**DATA LISTING**.
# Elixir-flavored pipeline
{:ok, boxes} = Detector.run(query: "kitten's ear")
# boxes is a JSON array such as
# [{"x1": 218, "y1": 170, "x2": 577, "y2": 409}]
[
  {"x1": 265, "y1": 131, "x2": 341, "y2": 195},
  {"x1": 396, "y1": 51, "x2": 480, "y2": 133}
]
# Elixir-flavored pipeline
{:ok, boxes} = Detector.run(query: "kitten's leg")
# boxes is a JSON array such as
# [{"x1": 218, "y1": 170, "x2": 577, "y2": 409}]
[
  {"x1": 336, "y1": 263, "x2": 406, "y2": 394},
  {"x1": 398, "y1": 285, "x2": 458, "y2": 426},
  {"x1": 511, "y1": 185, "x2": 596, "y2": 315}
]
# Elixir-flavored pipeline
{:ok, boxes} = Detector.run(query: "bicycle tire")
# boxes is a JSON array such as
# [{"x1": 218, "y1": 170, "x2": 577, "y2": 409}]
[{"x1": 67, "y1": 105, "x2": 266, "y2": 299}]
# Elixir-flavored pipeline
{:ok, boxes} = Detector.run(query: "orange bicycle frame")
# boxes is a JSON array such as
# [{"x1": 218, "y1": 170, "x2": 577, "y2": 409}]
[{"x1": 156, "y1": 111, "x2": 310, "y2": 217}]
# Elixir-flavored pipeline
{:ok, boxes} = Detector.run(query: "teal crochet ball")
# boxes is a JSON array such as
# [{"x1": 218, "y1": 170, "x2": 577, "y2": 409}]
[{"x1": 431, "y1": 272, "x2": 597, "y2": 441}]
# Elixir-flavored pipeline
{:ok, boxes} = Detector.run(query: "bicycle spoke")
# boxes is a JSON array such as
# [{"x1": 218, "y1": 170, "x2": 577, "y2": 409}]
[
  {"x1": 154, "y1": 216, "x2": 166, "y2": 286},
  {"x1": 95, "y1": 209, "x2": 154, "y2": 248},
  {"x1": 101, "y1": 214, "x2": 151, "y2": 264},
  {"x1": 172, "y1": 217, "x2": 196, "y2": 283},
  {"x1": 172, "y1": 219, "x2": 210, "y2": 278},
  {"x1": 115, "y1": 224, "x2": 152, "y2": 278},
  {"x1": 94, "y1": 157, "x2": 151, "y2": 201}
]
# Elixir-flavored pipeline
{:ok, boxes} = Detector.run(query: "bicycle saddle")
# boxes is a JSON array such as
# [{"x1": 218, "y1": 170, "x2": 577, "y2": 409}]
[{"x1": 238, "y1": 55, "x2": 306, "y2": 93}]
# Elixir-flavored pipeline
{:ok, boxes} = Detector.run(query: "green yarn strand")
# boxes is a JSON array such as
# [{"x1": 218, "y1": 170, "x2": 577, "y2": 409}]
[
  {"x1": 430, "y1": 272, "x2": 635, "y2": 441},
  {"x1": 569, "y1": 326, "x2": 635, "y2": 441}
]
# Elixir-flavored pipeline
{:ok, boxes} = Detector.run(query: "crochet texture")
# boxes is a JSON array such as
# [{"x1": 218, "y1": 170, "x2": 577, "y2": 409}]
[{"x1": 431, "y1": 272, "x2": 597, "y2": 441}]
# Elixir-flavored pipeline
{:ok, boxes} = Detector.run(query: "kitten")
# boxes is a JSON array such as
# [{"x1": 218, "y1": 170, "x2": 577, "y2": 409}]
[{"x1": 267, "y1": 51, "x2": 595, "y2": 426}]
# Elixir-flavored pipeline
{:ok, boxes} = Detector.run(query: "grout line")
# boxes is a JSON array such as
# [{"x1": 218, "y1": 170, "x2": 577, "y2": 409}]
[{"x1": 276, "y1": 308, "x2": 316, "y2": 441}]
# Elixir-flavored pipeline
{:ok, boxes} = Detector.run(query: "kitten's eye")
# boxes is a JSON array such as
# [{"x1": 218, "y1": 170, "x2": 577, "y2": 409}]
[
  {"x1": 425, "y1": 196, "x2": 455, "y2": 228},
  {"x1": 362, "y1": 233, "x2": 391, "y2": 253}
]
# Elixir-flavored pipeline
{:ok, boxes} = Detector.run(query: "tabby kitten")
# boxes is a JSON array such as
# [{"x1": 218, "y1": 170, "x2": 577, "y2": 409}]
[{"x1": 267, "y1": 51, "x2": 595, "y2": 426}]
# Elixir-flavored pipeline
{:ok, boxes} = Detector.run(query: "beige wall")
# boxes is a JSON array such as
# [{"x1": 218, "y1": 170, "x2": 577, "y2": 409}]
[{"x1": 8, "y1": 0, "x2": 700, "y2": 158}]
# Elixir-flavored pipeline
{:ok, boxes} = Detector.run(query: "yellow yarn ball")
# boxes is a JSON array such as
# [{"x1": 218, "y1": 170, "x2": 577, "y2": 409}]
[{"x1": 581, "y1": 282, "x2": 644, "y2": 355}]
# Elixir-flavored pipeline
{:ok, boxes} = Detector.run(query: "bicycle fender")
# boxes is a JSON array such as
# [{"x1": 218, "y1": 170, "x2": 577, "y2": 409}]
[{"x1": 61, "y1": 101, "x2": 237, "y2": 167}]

**GOAL**.
Pick out and copy each line of the records that contains the string "crochet". Case counts, so only exact matches qualify.

**THE RESPONSE**.
{:ok, boxes} = Detector.run(query: "teal crochet ball")
{:ok, boxes} = Detector.run(query: "crochet texture")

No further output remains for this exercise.